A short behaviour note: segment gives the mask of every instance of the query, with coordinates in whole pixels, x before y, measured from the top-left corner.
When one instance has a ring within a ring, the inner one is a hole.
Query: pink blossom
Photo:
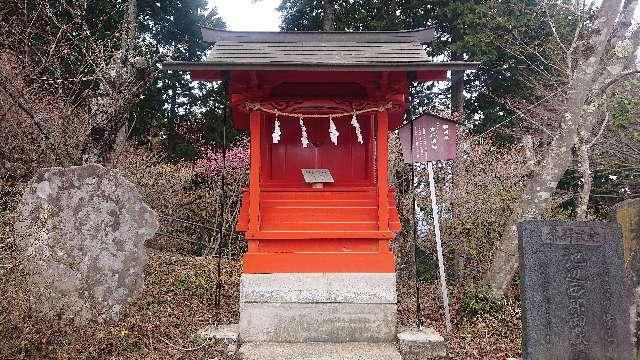
[[[222,167],[220,149],[201,149],[204,157],[196,160],[196,171],[202,175],[217,178]],[[249,171],[249,142],[242,139],[227,149],[225,157],[225,177],[228,184],[242,186]]]

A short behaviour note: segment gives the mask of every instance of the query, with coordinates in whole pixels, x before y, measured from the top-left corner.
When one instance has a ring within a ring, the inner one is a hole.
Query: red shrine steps
[[[388,199],[395,232],[393,192]],[[248,201],[245,192],[238,231],[248,231]],[[395,262],[376,188],[265,188],[259,208],[240,284],[243,341],[394,341]]]
[[[379,231],[375,188],[263,190],[260,230],[247,233],[243,273],[394,272],[391,232],[400,229],[393,191],[390,231]],[[243,194],[236,230],[248,231]]]

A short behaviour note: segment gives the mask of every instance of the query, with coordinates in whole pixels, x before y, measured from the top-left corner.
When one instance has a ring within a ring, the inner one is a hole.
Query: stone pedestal
[[[402,360],[393,343],[247,343],[244,360]]]
[[[394,342],[395,273],[243,274],[242,342]]]
[[[404,329],[398,333],[398,348],[404,360],[447,356],[444,338],[433,328]]]
[[[239,326],[199,335],[238,339],[245,360],[446,356],[444,339],[431,328],[403,331],[396,343],[395,273],[243,274]]]

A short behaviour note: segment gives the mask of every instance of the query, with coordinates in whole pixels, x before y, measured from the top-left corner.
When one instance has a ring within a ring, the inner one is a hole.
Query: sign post
[[[449,332],[451,331],[451,315],[449,312],[449,294],[444,269],[444,256],[442,254],[440,216],[436,201],[433,162],[437,160],[451,160],[455,158],[456,123],[452,120],[441,118],[439,116],[425,114],[413,119],[410,123],[401,127],[399,135],[405,162],[410,163],[411,166],[414,166],[415,163],[427,163],[427,171],[429,173],[429,190],[431,192],[431,210],[433,213],[433,227],[436,237],[436,250],[438,253],[440,288],[442,291],[442,302],[444,305],[445,325],[447,332]],[[419,316],[420,314],[418,314],[418,317]]]
[[[427,163],[429,171],[429,189],[431,190],[431,210],[433,211],[433,229],[436,234],[436,249],[438,251],[438,268],[440,270],[440,289],[442,290],[442,303],[444,304],[444,321],[447,331],[451,331],[451,315],[449,314],[449,292],[447,291],[447,279],[444,272],[444,257],[442,256],[442,240],[440,239],[440,216],[436,204],[436,186],[433,180],[433,162]]]

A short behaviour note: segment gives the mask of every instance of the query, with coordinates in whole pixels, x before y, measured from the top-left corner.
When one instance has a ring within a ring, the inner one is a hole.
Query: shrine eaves
[[[444,81],[450,70],[478,65],[430,61],[424,46],[433,40],[433,33],[433,29],[235,32],[202,28],[203,40],[213,44],[206,60],[169,61],[163,69],[188,71],[192,80],[228,81],[232,119],[238,129],[248,129],[248,103],[283,98],[367,99],[372,106],[391,102],[389,128],[395,129],[404,120],[408,82]]]

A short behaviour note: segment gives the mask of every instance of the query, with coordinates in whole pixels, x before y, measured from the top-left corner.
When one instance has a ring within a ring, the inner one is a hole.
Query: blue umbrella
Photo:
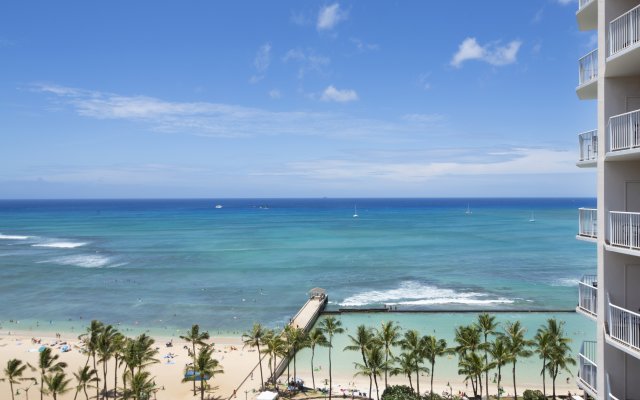
[[[202,380],[202,377],[200,376],[200,372],[196,372],[196,371],[193,371],[193,370],[190,369],[187,372],[185,372],[185,374],[184,374],[185,378],[191,378],[191,377],[194,377],[194,376],[195,376],[195,378],[193,378],[193,380],[195,380],[195,381],[201,381]],[[204,375],[204,380],[205,381],[208,381],[209,378],[211,378],[209,375],[206,375],[206,374]]]

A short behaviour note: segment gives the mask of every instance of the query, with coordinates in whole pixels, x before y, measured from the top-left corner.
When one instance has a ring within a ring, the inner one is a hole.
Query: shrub
[[[416,394],[407,385],[393,385],[384,390],[381,400],[416,400]]]
[[[524,400],[545,400],[544,395],[539,390],[525,390],[522,393]]]

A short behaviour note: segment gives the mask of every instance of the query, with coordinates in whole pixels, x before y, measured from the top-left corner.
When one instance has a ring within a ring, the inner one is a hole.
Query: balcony
[[[578,87],[580,100],[598,97],[598,49],[578,60]]]
[[[609,151],[611,160],[640,159],[640,110],[609,118]]]
[[[598,159],[598,131],[584,132],[578,135],[580,158],[578,167],[595,167]]]
[[[598,210],[578,209],[578,239],[595,241],[598,238]]]
[[[598,2],[597,0],[580,0],[576,11],[578,29],[590,31],[598,29]]]
[[[636,75],[640,61],[640,6],[609,23],[607,76]]]
[[[609,211],[607,245],[610,250],[638,255],[640,250],[640,213]]]
[[[598,316],[598,277],[596,275],[584,275],[580,279],[576,311],[593,319]]]
[[[607,339],[615,347],[640,358],[640,314],[617,306],[607,294]]]
[[[594,362],[596,359],[596,342],[585,340],[580,346],[578,363],[580,373],[578,374],[578,386],[590,396],[598,397],[598,366]]]
[[[607,400],[620,400],[611,394],[611,383],[609,382],[609,374],[607,374]]]

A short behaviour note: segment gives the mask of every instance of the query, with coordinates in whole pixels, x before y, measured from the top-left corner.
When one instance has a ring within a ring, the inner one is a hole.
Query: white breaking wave
[[[388,290],[370,290],[347,297],[340,305],[358,307],[370,304],[387,305],[491,305],[511,304],[514,301],[505,298],[488,298],[486,293],[457,292],[435,286],[422,285],[418,282],[402,282],[400,287]]]
[[[29,236],[3,235],[2,233],[0,233],[0,239],[4,239],[4,240],[25,240],[25,239],[29,239]]]
[[[111,258],[96,254],[79,254],[75,256],[66,256],[53,258],[43,262],[52,262],[60,265],[72,265],[82,268],[102,268],[109,265]]]
[[[87,243],[83,242],[51,242],[51,243],[40,243],[33,244],[33,247],[49,247],[54,249],[75,249],[76,247],[84,246]]]
[[[580,283],[579,279],[575,279],[575,278],[564,278],[564,279],[558,279],[557,281],[554,281],[551,283],[551,286],[578,286],[578,284]]]

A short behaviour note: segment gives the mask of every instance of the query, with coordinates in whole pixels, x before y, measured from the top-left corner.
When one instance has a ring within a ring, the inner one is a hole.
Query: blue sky
[[[0,198],[593,196],[571,0],[0,4]]]

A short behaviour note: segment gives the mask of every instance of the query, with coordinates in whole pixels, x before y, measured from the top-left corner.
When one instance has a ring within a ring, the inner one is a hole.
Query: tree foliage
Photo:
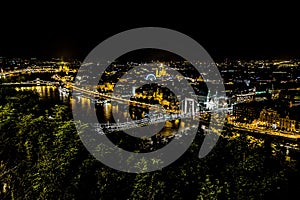
[[[298,173],[229,129],[203,159],[197,136],[162,170],[118,172],[86,151],[67,106],[45,109],[29,91],[1,90],[0,100],[0,199],[263,199]]]

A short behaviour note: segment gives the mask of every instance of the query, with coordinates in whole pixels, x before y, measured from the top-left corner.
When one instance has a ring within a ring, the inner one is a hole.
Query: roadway
[[[299,134],[293,134],[292,132],[281,132],[281,131],[274,131],[271,129],[260,129],[258,127],[254,127],[249,124],[243,124],[243,123],[240,123],[239,125],[234,125],[231,123],[231,125],[233,125],[233,128],[235,130],[240,130],[240,131],[247,131],[247,132],[258,133],[262,135],[284,137],[284,138],[296,139],[296,140],[300,138]]]
[[[100,92],[96,92],[96,91],[91,91],[91,90],[86,90],[86,89],[82,89],[80,87],[77,86],[72,86],[73,88],[73,92],[76,93],[83,93],[85,95],[88,96],[93,96],[93,97],[102,97],[102,98],[106,98],[106,99],[112,99],[112,100],[116,100],[119,102],[125,102],[125,103],[132,103],[132,104],[136,104],[136,105],[140,105],[140,106],[148,106],[149,109],[159,109],[161,110],[162,107],[158,106],[158,105],[153,105],[153,104],[148,104],[148,103],[143,103],[143,102],[139,102],[139,101],[133,101],[130,99],[125,99],[125,98],[121,98],[121,97],[117,97],[117,96],[112,96],[112,95],[108,95],[108,94],[104,94],[104,93],[100,93]]]

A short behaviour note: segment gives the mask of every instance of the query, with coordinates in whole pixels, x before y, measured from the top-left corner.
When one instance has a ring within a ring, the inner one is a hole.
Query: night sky
[[[156,26],[192,37],[213,59],[300,57],[300,17],[295,5],[193,7],[120,12],[113,6],[96,4],[76,8],[59,4],[3,6],[0,56],[83,60],[109,36],[131,28]]]

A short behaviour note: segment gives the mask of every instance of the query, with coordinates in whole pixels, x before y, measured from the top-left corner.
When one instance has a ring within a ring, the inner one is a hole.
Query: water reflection
[[[120,112],[124,110],[125,104],[103,102],[96,103],[94,99],[82,95],[67,95],[59,91],[58,87],[55,86],[29,86],[29,87],[18,87],[17,90],[33,90],[39,93],[41,99],[51,103],[62,103],[69,105],[70,107],[80,108],[81,113],[85,116],[92,117],[95,112],[98,117],[99,123],[115,123],[115,122],[128,122],[135,119],[141,119],[144,117],[146,108],[131,108],[131,111]],[[114,113],[114,115],[112,115]],[[166,122],[164,129],[159,133],[161,136],[173,135],[177,131],[178,120],[172,122]],[[183,125],[183,124],[181,124]],[[184,125],[183,125],[184,126]]]
[[[27,86],[27,87],[17,87],[17,91],[32,90],[39,93],[40,97],[44,100],[63,100],[66,98],[60,98],[57,87],[55,86]]]

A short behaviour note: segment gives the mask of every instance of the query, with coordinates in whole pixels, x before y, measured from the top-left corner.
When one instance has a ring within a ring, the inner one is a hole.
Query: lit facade
[[[297,121],[289,119],[288,116],[281,118],[277,111],[272,109],[263,109],[260,112],[259,123],[266,127],[278,128],[286,131],[296,131]]]

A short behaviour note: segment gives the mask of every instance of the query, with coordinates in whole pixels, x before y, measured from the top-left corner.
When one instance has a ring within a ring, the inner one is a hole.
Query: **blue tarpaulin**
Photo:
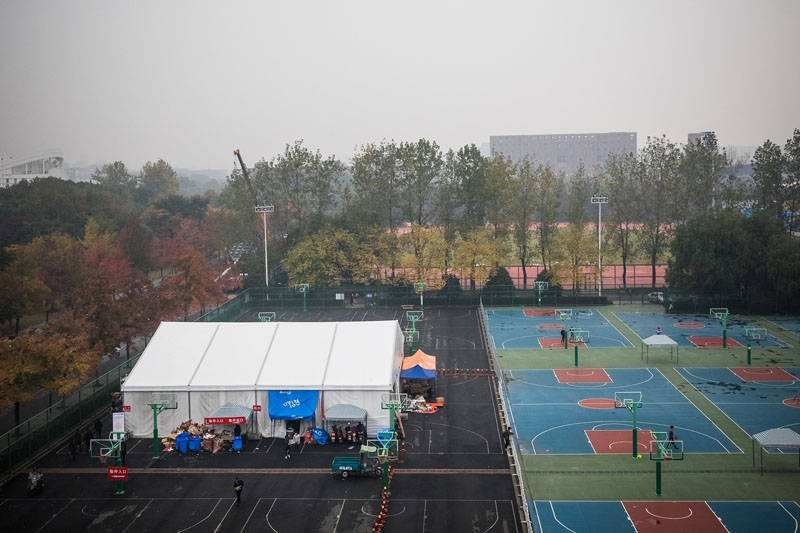
[[[317,441],[317,444],[328,444],[328,434],[320,428],[312,429],[311,435],[314,437],[314,440]]]
[[[436,370],[428,370],[417,365],[403,370],[400,377],[402,379],[436,379]]]
[[[273,420],[311,420],[317,410],[319,391],[269,391],[269,417]]]

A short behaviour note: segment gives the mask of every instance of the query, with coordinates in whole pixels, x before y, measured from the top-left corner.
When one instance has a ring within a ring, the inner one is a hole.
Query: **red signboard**
[[[127,466],[109,466],[108,467],[108,480],[109,481],[128,481],[128,467]]]
[[[131,406],[130,405],[123,405],[122,406],[122,412],[123,413],[130,413],[131,412]]]
[[[261,406],[260,405],[254,405],[253,406],[253,411],[259,411],[260,412],[261,411]]]
[[[206,426],[217,426],[222,424],[244,424],[247,422],[243,416],[223,416],[220,418],[206,418],[203,424]]]

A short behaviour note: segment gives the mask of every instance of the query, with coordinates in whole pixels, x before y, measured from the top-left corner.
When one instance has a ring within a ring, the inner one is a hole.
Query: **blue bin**
[[[189,450],[199,452],[202,449],[203,437],[191,437],[189,439]]]
[[[179,434],[175,439],[175,447],[178,448],[178,451],[181,453],[186,453],[189,451],[189,434]]]
[[[242,437],[233,437],[233,451],[242,451]]]

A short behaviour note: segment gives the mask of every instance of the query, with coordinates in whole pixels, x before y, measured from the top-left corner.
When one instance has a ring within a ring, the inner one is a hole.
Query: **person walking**
[[[289,436],[289,432],[286,432],[286,436],[283,437],[283,444],[286,446],[286,452],[284,453],[284,459],[291,459],[292,458],[292,437]]]
[[[564,331],[564,328],[561,328],[561,344],[564,344],[564,339],[567,338],[567,332]]]
[[[506,429],[503,431],[503,446],[507,450],[508,445],[511,444],[511,435],[513,435],[511,428],[506,426]]]
[[[78,442],[80,442],[80,440]],[[67,445],[67,448],[69,449],[69,460],[70,461],[74,461],[75,460],[75,454],[78,451],[77,446],[75,446],[75,439],[70,439],[69,440],[69,444]]]
[[[125,456],[128,455],[128,441],[122,439],[119,445],[119,458],[122,459],[122,466],[125,466]]]
[[[667,445],[664,446],[664,448],[669,448],[670,446],[675,450],[678,449],[678,445],[675,444],[675,426],[669,427],[669,437],[667,439]]]
[[[86,451],[89,452],[89,455],[92,454],[92,429],[86,428],[86,431],[83,432],[83,442],[86,444]]]
[[[75,434],[72,436],[72,443],[75,445],[78,451],[81,451],[83,439],[81,438],[81,432],[79,429],[75,430]]]
[[[102,439],[103,438],[103,421],[100,420],[99,418],[94,423],[94,433],[96,435],[96,437],[95,437],[96,439]]]
[[[242,489],[244,489],[244,481],[236,477],[233,480],[233,491],[236,493],[236,505],[242,501]]]

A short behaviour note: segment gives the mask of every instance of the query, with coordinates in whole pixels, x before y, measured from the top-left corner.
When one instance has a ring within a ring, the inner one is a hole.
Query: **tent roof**
[[[327,420],[365,420],[367,411],[356,405],[340,403],[325,409]]]
[[[123,392],[391,390],[403,334],[375,322],[162,322]]]
[[[753,438],[765,448],[800,448],[800,435],[789,428],[768,429]]]
[[[245,407],[238,403],[226,402],[211,411],[206,418],[234,418],[237,416],[250,418],[251,414],[253,414],[253,410],[250,407]]]
[[[648,346],[677,346],[678,343],[672,340],[669,335],[664,335],[663,333],[657,333],[656,335],[650,335],[646,339],[642,339],[642,342]]]
[[[428,355],[422,350],[417,350],[414,355],[403,359],[403,370],[414,368],[415,366],[421,366],[426,370],[436,370],[436,357]]]

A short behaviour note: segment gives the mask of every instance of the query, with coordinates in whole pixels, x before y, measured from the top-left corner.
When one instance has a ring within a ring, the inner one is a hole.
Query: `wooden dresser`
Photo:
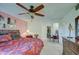
[[[63,55],[79,55],[79,45],[63,38]]]

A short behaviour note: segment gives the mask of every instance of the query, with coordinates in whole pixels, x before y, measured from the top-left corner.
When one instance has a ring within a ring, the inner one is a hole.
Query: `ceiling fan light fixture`
[[[34,8],[34,6],[33,6],[33,5],[31,5],[31,6],[30,6],[30,8],[31,8],[31,9],[33,9],[33,8]]]

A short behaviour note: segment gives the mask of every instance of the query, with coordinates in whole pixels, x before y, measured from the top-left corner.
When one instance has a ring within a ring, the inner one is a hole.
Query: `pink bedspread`
[[[39,55],[42,48],[40,39],[20,38],[0,43],[0,55]]]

:::::

Activity: Please return exactly the lines from the opening line of the data above through the line with "Query: pink blossom", both included and nothing else.

Answer for this exercise:
A short behaviour note: segment gives the mask of every instance of the query, with coordinates in whole pixels, x before y, measured from the top-left corner.
When one instance has a ring within a ring, the inner one is a hole.
Query: pink blossom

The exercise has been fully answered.